Begin with the line containing "of the sailboat" and reproduce it and all later lines exactly, through the last line of the records. Add nothing else.

▽

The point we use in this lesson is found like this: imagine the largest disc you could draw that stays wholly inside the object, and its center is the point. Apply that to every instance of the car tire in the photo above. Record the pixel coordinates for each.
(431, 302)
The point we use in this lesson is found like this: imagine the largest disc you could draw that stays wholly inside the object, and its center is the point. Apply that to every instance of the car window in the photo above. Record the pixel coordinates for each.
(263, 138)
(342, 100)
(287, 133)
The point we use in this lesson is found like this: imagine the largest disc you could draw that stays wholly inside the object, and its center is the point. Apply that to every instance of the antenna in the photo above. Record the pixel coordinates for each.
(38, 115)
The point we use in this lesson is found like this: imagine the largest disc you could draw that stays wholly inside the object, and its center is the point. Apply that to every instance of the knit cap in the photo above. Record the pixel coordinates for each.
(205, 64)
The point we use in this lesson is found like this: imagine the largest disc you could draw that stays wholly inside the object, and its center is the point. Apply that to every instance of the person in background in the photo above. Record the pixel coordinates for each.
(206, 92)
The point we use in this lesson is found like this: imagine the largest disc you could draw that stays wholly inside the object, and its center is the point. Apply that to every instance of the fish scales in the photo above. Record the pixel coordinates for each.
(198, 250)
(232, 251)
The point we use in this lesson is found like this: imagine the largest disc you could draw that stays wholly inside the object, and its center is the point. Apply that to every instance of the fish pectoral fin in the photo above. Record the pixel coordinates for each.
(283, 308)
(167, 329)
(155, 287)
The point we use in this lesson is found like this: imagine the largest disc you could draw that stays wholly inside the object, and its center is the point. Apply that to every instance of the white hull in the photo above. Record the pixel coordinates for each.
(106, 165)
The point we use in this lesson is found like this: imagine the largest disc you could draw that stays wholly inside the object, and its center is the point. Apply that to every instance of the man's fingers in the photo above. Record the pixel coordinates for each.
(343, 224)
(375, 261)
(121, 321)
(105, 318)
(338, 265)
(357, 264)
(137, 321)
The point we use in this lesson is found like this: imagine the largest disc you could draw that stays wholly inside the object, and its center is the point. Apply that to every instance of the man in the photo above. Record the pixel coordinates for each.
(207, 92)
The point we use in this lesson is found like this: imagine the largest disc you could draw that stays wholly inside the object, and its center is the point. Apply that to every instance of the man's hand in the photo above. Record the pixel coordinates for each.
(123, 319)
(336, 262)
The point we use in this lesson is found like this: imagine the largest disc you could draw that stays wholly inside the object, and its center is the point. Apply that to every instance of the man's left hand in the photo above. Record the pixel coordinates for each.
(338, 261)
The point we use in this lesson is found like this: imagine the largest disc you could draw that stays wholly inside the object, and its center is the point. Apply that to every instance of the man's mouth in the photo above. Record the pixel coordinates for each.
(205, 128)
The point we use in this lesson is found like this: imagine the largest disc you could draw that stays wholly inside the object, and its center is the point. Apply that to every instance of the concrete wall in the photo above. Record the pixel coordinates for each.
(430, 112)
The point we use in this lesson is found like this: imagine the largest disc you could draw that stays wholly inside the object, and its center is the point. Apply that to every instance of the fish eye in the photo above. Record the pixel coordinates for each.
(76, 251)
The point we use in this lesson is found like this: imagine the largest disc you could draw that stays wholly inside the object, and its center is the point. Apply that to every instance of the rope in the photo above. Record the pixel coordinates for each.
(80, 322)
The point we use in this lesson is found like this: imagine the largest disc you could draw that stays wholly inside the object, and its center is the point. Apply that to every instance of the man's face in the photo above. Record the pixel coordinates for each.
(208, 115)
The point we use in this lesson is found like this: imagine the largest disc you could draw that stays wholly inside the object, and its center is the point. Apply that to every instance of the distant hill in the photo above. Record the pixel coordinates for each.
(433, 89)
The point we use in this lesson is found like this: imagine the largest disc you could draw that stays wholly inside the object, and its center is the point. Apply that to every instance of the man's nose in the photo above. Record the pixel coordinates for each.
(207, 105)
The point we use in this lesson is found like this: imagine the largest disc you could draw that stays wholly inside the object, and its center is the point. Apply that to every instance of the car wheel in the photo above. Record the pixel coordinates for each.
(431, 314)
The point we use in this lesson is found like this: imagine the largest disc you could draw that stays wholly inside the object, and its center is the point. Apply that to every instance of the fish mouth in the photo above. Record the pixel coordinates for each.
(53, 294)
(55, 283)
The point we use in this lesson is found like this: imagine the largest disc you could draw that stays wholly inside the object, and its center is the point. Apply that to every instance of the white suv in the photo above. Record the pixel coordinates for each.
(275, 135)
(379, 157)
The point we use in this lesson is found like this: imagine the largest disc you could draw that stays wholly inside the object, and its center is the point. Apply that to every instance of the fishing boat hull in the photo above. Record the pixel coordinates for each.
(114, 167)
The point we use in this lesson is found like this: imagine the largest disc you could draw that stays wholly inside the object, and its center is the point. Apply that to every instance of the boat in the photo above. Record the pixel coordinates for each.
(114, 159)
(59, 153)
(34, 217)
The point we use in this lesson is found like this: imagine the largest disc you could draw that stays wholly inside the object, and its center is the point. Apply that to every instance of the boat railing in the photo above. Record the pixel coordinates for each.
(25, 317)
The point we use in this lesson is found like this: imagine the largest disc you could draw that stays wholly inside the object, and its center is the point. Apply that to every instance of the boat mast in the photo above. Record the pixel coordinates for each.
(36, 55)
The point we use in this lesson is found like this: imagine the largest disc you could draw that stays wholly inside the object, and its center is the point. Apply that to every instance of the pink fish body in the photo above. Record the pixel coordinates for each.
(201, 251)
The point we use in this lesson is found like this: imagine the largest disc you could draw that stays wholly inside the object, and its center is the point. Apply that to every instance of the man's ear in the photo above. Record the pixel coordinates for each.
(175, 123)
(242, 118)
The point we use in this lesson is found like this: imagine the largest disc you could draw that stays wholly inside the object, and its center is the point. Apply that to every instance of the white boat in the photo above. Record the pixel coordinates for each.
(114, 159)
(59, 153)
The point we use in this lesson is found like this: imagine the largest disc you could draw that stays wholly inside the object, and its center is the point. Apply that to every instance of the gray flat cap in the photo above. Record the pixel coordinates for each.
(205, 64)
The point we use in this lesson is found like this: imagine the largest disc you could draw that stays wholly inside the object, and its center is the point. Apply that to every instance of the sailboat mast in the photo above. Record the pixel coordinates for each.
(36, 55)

△

* **Output for this exercise**:
The point we use in this lesson is found like this: imagine the largest disc you could draw that stays wholly inside the object, and its center is the point. Apply that to every instance of the sailboat mast in the photo above. Record the pixel coordinates for each.
(36, 55)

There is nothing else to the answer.